_Aufgabenstellung A_. Prüfen Sie anhand der Gerichtsentscheidung im Textblock, ob die folgenden Aussagen zutreffen: (i) Die Revision der klagenden Partei hatte vollen Erfolg. (ii) Als Berufungsgericht entschied das Oberlandesgericht Wien. (iii) Über die Verfahrenskosten wurde bereits abschließend entschieden. Beantworten Sie jede Aussage mit Ja oder Nein und belegen Sie sie mit dem wörtlichen Zitat aus dem Text.
_Aufgabenstellung B_. Zählen Sie alle Personen auf, die laut der Gerichtsentscheidung im Textblock dem entscheidenden Senat des Obersten Gerichtshofes angehören.
_Aufgabenstellung C_. Seit welchem Datum sollen laut dem Klagebegehren in der Gerichtsentscheidung die Zinsen gezahlt werden?

OGH 8ObA202/95

OGH8ObA202/9518.8.1995

Der Oberste Gerichtshof hat als Revisionsgericht in Arbeits- und Sozialrechtssachen durch den Senatspräsidenten des Obersten Gerichtshofes Dr.Huber als Vorsitzenden sowie die Hofräte des Obersten Gerichtshofes Dr.Petrag und Dr.Langer und die fachkundigen Laienrichter Dr.Herbert Vesely und Dr.Anton Wladar in der Arbeitsrechtssache der klagenden Partei Gerhard W*****, vertreten durch Dr.Walter Silbermayr, Rechtsanwalt in Wien, wider die beklagte Partei K***** Gesellschaft m.b.H., ***** vertreten durch Dr.Martin Zenz, Rechtsanwalt in Wien, wegen S 138.581,81 brutto abzüglich S 36.687,60 netto, infolge Revision der klagenden Partei gegen das Urteil des Oberlandesgerichtes Wien als Berufungsgericht in Arbeits- und Sozialrechtssachen vom 9.September 1994, GZ 32 Ra 115/94-26, mit dem das Urteil des Arbeits- und Sozialgerichtes Wien vom 10.Februar 1994, GZ 14 Cga 28/93a-21, bestätigt wurde, zu Recht erkannt:

 

Spruch:

Der Revision wird teilweise Folge gegeben.

Die Entscheidungen der Vorinstanzen werden dahingehend abgeändert, daß die Entscheidung als

Zwischenurteil

lautet:

Das Klagebegehren, die beklagte Partei sei schuldig, dem Kläger S 138.581,81 brutto abzüglich S 36.687,60 netto samt 4 % Zinsen aus S 101.894,21 seit 2.Dezember 1992 zu bezahlen, besteht dem Grunde nach, soweit es sich um entlassungsabhängige Ansprüche handelt, zu einem Drittel zu Recht, und zu zwei Dritteln nicht zu Recht.

Die Entscheidung über die Verfahrenskosten bleibt der Endentscheidung vorbehalten.

_Vorliegende Angaben_.

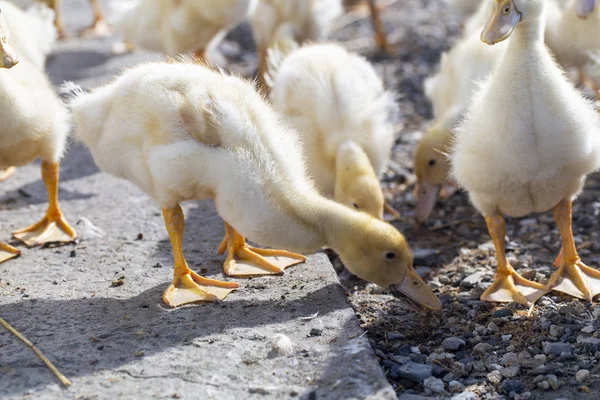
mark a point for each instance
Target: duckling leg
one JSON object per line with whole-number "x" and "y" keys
{"x": 7, "y": 252}
{"x": 261, "y": 55}
{"x": 258, "y": 261}
{"x": 573, "y": 276}
{"x": 509, "y": 285}
{"x": 56, "y": 5}
{"x": 7, "y": 173}
{"x": 380, "y": 37}
{"x": 53, "y": 227}
{"x": 99, "y": 26}
{"x": 187, "y": 286}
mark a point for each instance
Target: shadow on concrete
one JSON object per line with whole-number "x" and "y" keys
{"x": 94, "y": 334}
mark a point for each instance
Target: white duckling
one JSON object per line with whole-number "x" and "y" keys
{"x": 345, "y": 118}
{"x": 33, "y": 34}
{"x": 35, "y": 124}
{"x": 574, "y": 36}
{"x": 183, "y": 131}
{"x": 450, "y": 91}
{"x": 526, "y": 145}
{"x": 290, "y": 21}
{"x": 180, "y": 27}
{"x": 431, "y": 164}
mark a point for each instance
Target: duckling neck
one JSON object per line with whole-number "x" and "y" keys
{"x": 528, "y": 33}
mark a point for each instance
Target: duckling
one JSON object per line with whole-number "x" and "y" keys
{"x": 33, "y": 35}
{"x": 183, "y": 26}
{"x": 345, "y": 118}
{"x": 526, "y": 144}
{"x": 35, "y": 124}
{"x": 432, "y": 166}
{"x": 297, "y": 21}
{"x": 455, "y": 82}
{"x": 375, "y": 12}
{"x": 574, "y": 35}
{"x": 183, "y": 131}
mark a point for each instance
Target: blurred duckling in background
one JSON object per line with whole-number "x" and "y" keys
{"x": 98, "y": 27}
{"x": 375, "y": 13}
{"x": 574, "y": 37}
{"x": 179, "y": 27}
{"x": 35, "y": 124}
{"x": 287, "y": 22}
{"x": 345, "y": 118}
{"x": 183, "y": 131}
{"x": 526, "y": 145}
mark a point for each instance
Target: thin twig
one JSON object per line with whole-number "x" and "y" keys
{"x": 452, "y": 223}
{"x": 63, "y": 379}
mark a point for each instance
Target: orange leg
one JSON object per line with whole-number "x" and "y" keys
{"x": 7, "y": 173}
{"x": 236, "y": 246}
{"x": 99, "y": 27}
{"x": 7, "y": 252}
{"x": 509, "y": 285}
{"x": 53, "y": 228}
{"x": 380, "y": 36}
{"x": 187, "y": 286}
{"x": 573, "y": 276}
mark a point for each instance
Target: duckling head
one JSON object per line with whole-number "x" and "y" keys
{"x": 585, "y": 7}
{"x": 432, "y": 168}
{"x": 375, "y": 251}
{"x": 356, "y": 183}
{"x": 8, "y": 56}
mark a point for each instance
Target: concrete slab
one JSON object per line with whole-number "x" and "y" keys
{"x": 121, "y": 342}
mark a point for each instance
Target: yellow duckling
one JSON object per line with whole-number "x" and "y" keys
{"x": 182, "y": 131}
{"x": 35, "y": 124}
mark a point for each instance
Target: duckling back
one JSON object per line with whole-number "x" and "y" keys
{"x": 183, "y": 131}
{"x": 331, "y": 96}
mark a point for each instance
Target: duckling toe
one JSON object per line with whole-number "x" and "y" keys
{"x": 512, "y": 287}
{"x": 576, "y": 279}
{"x": 48, "y": 230}
{"x": 7, "y": 173}
{"x": 192, "y": 288}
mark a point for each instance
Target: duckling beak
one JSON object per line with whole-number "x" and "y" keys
{"x": 416, "y": 293}
{"x": 585, "y": 8}
{"x": 8, "y": 56}
{"x": 502, "y": 22}
{"x": 427, "y": 195}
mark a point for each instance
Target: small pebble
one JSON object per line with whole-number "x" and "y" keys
{"x": 492, "y": 327}
{"x": 453, "y": 343}
{"x": 434, "y": 385}
{"x": 582, "y": 375}
{"x": 510, "y": 372}
{"x": 494, "y": 377}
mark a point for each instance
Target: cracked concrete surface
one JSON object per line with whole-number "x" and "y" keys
{"x": 122, "y": 342}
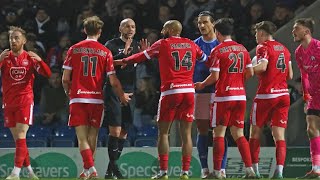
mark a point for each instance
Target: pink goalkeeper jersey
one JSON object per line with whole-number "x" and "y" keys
{"x": 308, "y": 61}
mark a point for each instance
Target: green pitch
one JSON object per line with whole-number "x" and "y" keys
{"x": 146, "y": 178}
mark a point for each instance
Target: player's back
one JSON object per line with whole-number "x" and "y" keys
{"x": 274, "y": 79}
{"x": 177, "y": 58}
{"x": 89, "y": 62}
{"x": 231, "y": 59}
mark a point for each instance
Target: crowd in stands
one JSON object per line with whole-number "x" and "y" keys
{"x": 53, "y": 26}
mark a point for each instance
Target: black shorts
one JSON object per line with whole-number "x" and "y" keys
{"x": 115, "y": 113}
{"x": 313, "y": 112}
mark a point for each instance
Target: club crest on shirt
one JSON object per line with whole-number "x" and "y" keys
{"x": 17, "y": 73}
{"x": 25, "y": 62}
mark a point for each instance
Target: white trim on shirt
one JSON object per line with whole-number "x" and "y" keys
{"x": 67, "y": 67}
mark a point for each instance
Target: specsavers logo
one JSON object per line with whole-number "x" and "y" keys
{"x": 141, "y": 165}
{"x": 49, "y": 165}
{"x": 17, "y": 73}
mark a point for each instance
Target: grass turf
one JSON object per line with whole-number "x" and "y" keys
{"x": 147, "y": 178}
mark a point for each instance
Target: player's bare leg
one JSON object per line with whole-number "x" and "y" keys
{"x": 218, "y": 151}
{"x": 19, "y": 134}
{"x": 313, "y": 127}
{"x": 185, "y": 133}
{"x": 122, "y": 138}
{"x": 163, "y": 149}
{"x": 243, "y": 146}
{"x": 93, "y": 138}
{"x": 278, "y": 134}
{"x": 89, "y": 171}
{"x": 254, "y": 143}
{"x": 117, "y": 137}
{"x": 114, "y": 134}
{"x": 202, "y": 145}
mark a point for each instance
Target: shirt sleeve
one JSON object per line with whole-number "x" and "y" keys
{"x": 149, "y": 53}
{"x": 214, "y": 58}
{"x": 262, "y": 53}
{"x": 42, "y": 68}
{"x": 200, "y": 55}
{"x": 304, "y": 78}
{"x": 110, "y": 68}
{"x": 67, "y": 64}
{"x": 247, "y": 60}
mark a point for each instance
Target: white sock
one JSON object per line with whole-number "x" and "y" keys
{"x": 204, "y": 170}
{"x": 92, "y": 169}
{"x": 279, "y": 168}
{"x": 255, "y": 167}
{"x": 16, "y": 171}
{"x": 163, "y": 172}
{"x": 316, "y": 168}
{"x": 86, "y": 172}
{"x": 249, "y": 170}
{"x": 30, "y": 170}
{"x": 217, "y": 172}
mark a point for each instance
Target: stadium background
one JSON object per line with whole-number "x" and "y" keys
{"x": 60, "y": 26}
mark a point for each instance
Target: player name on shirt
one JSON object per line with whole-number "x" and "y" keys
{"x": 86, "y": 50}
{"x": 180, "y": 45}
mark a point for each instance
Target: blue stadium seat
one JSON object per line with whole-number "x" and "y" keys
{"x": 63, "y": 137}
{"x": 37, "y": 141}
{"x": 62, "y": 142}
{"x": 102, "y": 137}
{"x": 7, "y": 143}
{"x": 145, "y": 142}
{"x": 148, "y": 131}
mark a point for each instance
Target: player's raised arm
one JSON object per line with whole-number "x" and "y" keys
{"x": 116, "y": 85}
{"x": 4, "y": 54}
{"x": 66, "y": 80}
{"x": 40, "y": 66}
{"x": 262, "y": 60}
{"x": 214, "y": 69}
{"x": 147, "y": 54}
{"x": 248, "y": 73}
{"x": 290, "y": 71}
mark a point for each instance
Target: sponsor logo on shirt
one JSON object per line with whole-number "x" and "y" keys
{"x": 87, "y": 92}
{"x": 172, "y": 85}
{"x": 17, "y": 73}
{"x": 228, "y": 88}
{"x": 240, "y": 122}
{"x": 25, "y": 62}
{"x": 283, "y": 122}
{"x": 189, "y": 115}
{"x": 272, "y": 90}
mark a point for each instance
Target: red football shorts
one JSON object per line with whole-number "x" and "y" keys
{"x": 84, "y": 114}
{"x": 176, "y": 107}
{"x": 274, "y": 110}
{"x": 14, "y": 115}
{"x": 228, "y": 113}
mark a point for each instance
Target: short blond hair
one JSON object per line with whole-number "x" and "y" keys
{"x": 92, "y": 25}
{"x": 16, "y": 28}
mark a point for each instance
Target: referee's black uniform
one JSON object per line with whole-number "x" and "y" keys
{"x": 115, "y": 114}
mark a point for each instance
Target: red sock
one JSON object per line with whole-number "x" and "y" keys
{"x": 281, "y": 150}
{"x": 163, "y": 161}
{"x": 87, "y": 158}
{"x": 186, "y": 159}
{"x": 218, "y": 152}
{"x": 254, "y": 150}
{"x": 26, "y": 161}
{"x": 244, "y": 149}
{"x": 21, "y": 152}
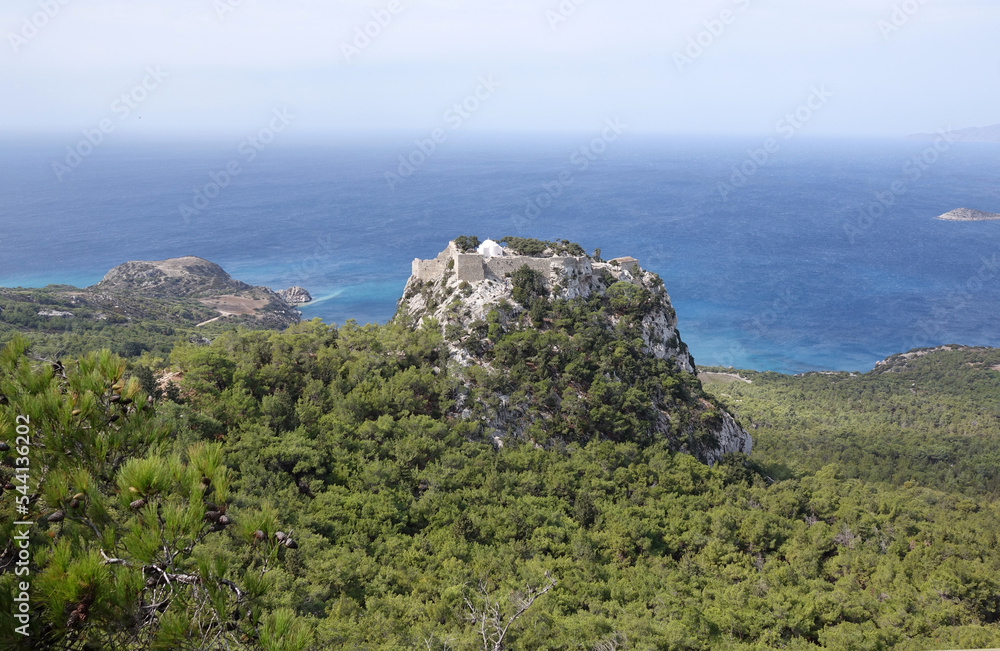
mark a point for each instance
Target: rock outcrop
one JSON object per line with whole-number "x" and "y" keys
{"x": 182, "y": 291}
{"x": 172, "y": 278}
{"x": 989, "y": 134}
{"x": 295, "y": 295}
{"x": 480, "y": 282}
{"x": 468, "y": 294}
{"x": 969, "y": 215}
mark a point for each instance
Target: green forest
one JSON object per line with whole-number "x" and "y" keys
{"x": 318, "y": 488}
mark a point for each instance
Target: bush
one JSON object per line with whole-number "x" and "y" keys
{"x": 528, "y": 285}
{"x": 467, "y": 243}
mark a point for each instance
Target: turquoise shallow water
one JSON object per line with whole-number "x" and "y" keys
{"x": 814, "y": 263}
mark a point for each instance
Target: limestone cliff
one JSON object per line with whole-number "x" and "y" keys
{"x": 481, "y": 302}
{"x": 459, "y": 289}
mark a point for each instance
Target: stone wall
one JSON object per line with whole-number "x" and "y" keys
{"x": 472, "y": 267}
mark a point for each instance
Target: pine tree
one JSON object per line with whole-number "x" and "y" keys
{"x": 118, "y": 552}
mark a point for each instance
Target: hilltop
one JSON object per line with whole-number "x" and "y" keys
{"x": 989, "y": 134}
{"x": 503, "y": 461}
{"x": 597, "y": 341}
{"x": 140, "y": 302}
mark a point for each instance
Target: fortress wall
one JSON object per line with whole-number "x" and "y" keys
{"x": 469, "y": 267}
{"x": 569, "y": 266}
{"x": 500, "y": 267}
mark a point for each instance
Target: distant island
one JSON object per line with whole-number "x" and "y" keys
{"x": 969, "y": 134}
{"x": 969, "y": 215}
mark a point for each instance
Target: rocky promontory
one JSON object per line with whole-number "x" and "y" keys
{"x": 586, "y": 332}
{"x": 295, "y": 296}
{"x": 969, "y": 215}
{"x": 189, "y": 292}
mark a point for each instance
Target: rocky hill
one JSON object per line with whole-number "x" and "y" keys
{"x": 172, "y": 278}
{"x": 584, "y": 331}
{"x": 142, "y": 301}
{"x": 989, "y": 134}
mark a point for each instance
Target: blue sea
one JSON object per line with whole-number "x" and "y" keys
{"x": 825, "y": 256}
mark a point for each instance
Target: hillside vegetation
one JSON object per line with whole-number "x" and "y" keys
{"x": 413, "y": 530}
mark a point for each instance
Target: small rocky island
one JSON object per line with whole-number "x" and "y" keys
{"x": 969, "y": 215}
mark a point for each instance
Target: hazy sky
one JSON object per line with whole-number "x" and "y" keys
{"x": 885, "y": 67}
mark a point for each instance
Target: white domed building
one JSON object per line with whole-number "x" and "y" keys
{"x": 490, "y": 249}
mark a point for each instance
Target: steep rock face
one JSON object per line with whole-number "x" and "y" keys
{"x": 137, "y": 289}
{"x": 472, "y": 299}
{"x": 295, "y": 295}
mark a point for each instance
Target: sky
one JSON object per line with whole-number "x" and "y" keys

_Antwort A_.
(i) Nein: „Der Revision wird teilweise Folge gegeben.“
(ii) Ja: „das Urteil des Oberlandesgerichtes Wien als Berufungsgericht in Arbeits- und Sozialrechtssachen“
(iii) Nein: „Die Entscheidung über die Verfahrenskosten bleibt der Endentscheidung vorbehalten.“

_Antwort B_.
- Dr.Huber (Senatspräsident, Vorsitzender)
- Dr.Petrag (Hofrat)
- Dr.Langer (Hofrat)
- Dr.Herbert Vesely (fachkundiger Laienrichter)
- Dr.Anton Wladar (fachkundiger Laienrichter)

_Antwort C_. Seit dem 2. Dezember 1992.